◆ EXERCISE PROMPT
Which lines of the listing below contain the word "recurved"? Select each one and copy it out in full.

◆ TASK INPUTS
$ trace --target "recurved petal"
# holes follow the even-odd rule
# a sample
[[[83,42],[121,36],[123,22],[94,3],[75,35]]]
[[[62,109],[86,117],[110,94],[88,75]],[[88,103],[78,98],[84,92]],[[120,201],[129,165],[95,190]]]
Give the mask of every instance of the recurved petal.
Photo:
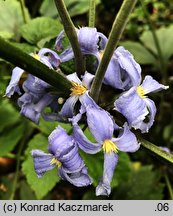
[[[35,172],[39,178],[41,178],[45,172],[55,167],[55,164],[51,164],[51,160],[53,159],[52,154],[44,153],[41,150],[32,150],[31,155],[34,160]]]
[[[49,152],[56,155],[57,158],[67,154],[74,146],[71,136],[61,127],[58,126],[48,137]]]
[[[84,135],[79,125],[75,122],[73,122],[73,137],[79,148],[88,154],[96,154],[102,148],[101,144],[90,142]]]
[[[149,114],[146,116],[145,121],[141,122],[141,125],[139,127],[142,133],[148,133],[154,122],[156,115],[156,106],[155,103],[149,98],[145,98],[144,101],[146,103]]]
[[[149,113],[144,99],[136,92],[136,87],[123,93],[114,105],[115,109],[127,118],[129,125],[135,129],[140,129],[140,123]]]
[[[117,138],[113,138],[112,141],[122,152],[135,152],[140,147],[136,136],[130,131],[127,123],[124,124],[119,136]]]
[[[115,55],[112,56],[109,65],[107,67],[105,77],[104,77],[104,84],[110,85],[113,88],[123,89],[123,83],[121,80],[121,71]]]
[[[58,169],[59,176],[77,187],[85,187],[92,184],[91,177],[87,174],[84,167],[80,172],[66,173],[62,167]]]
[[[161,91],[163,89],[166,90],[169,88],[169,86],[165,86],[165,85],[158,83],[151,76],[146,76],[141,86],[144,89],[145,94],[148,94],[150,92]]]
[[[114,131],[114,122],[108,112],[101,108],[87,106],[88,127],[98,143],[111,139]]]
[[[118,155],[114,152],[104,154],[104,170],[103,177],[99,185],[96,187],[96,196],[106,195],[111,193],[111,181],[114,174],[115,167],[118,162]]]
[[[25,71],[19,67],[15,67],[13,69],[10,83],[8,84],[5,92],[7,97],[11,97],[15,92],[17,92],[19,95],[21,94],[18,83],[24,72]]]
[[[67,173],[79,172],[84,167],[84,162],[79,155],[77,145],[74,145],[66,154],[59,156],[63,169]]]
[[[73,117],[74,107],[78,99],[79,99],[78,96],[70,96],[64,103],[60,111],[60,115],[62,115],[63,117],[69,117],[69,118]]]
[[[125,70],[132,81],[132,86],[138,86],[141,82],[141,67],[134,60],[133,55],[124,49],[124,47],[118,47],[115,52],[120,67]]]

◆ WRITTEN ANSWER
$ trace --target "recurved petal"
Give the mask of every instance of the recurved petal.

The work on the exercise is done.